PASSAGE PROVIDED →

A new study highlights the crucial role of brain networks in Alzheimer’s disease research, offering insights into methodologies and future challenges. It emphasizes the need for advancements in data integration and model interpretability to enhance research and clinical practices, with optimism for overcoming AD through current technological advancements.
Dementia is a major health issue worldwide in the 21st century, impacting over 50 million people globally. This figure is expected to soar to 152 million by 2050, as the global population ages. Alzheimer’s disease (AD) is the leading type of dementia, responsible for 60–80% of all dementia cases.
Research on AD identifies two primary pathological hallmarks: the progressive accumulation of extracellular amyloid beta (Aβ) plaques and the presence of intracellular neurofibrillary tangles (NFTs).
The accumulation of these pathological proteins in specific brain regions, followed by their dissemination throughout the broader brain network, leads to disruptions in both individual brain regions and their interconnections. Consequently, brain networks play a pivotal role in the development and progression of AD.
Innovative Research in Alzheimer’s Disease
In a study recently published in Psychoradiology, researchers from the University of Texas at Arlington and the University of Georgia have systematically summarized studies on brain networks within the context of AD, critically analyzed the strengths and weaknesses of existing methodologies, and offered novel perspectives and insights, intending to serve as inspiration for future research.
This study offers a comprehensive overview of the dynamic landscape of Alzheimer’s disease (AD) research within the realm of brain network analysis. It underscores the pivotal role of brain networks in elucidating the mechanisms underpinning AD and their profound impact on disease progression.

MATERIAL SHOWN →

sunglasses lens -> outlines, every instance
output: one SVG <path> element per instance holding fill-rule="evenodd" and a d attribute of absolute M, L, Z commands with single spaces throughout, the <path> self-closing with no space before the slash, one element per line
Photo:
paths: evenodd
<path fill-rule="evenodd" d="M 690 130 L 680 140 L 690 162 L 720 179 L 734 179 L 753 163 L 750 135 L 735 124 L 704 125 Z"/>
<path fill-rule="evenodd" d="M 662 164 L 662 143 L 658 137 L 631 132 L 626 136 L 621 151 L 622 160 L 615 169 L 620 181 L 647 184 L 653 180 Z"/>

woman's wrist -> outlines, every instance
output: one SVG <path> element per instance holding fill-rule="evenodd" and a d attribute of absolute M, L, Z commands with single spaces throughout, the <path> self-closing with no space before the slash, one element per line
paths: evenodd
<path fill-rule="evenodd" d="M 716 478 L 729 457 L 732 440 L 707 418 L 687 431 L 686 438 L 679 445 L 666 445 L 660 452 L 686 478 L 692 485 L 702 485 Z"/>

REQUIRED ACTIONS →
1. In the Alzheimer's brain-network article, list every action the sentence mentioning Psychoradiology says the researchers took.
2. Pick up the Alzheimer's brain-network article after its final sentence and keep writing it.

RESPONSES FOR EACH TASK →
1.
- They systematically summarized studies on brain networks within the context of AD.
- They critically analyzed the strengths and weaknesses of existing methodologies.
- They offered novel perspectives and insights.

2.
Structural connectivity (SC) refers to anatomical links and is usually estimated using fiber bundles derived from diffusion MRI; Functional connectivity (FC) and effective connectivity (EC) are generally inferred through the correlation of nodal activities based on BOLD-fMRI or EEG/MEG. Credit: Psychoradiology
The review sheds light on the rich spectrum of graph-based methods employed in AD investigations, classifying them into traditional graph theory-based approaches and cutting-edge deep graph neural network-based techniques. These methodologies have significantly enriched our understanding of AD by unveiling intricate patterns within brain networks. Consequently, they have opened doors to pioneering diagnostic tools, predictive models, and the identification of potential biomarkers.
Moreover, this review highlights numerous substantial challenges lying ahead. These challenges encompass issues such as the interpretability of complex models and the effective integration of multimodal data, especially within the context of limited medical datasets. Addressing these hurdles remains paramount for the continued advancement of AD research and its translation into clinical practice.
Lead researcher, Dr. Lu Zhang, states, “Today, we have easier access to diverse modalities of data and possess more powerful computational models. I firmly believe that based on these advancements, we will ultimately overcome Alzheimer’s disease in the near future.”
Reference: “Exploring Alzheimer’s disease: a comprehensive brain connectome-based survey” by Lu Zhang, Junqi Qu, Haotian Ma, Tong Chen, Tianming Liu and Dajiang Zhu, 11 January 2024, Psychoradiology.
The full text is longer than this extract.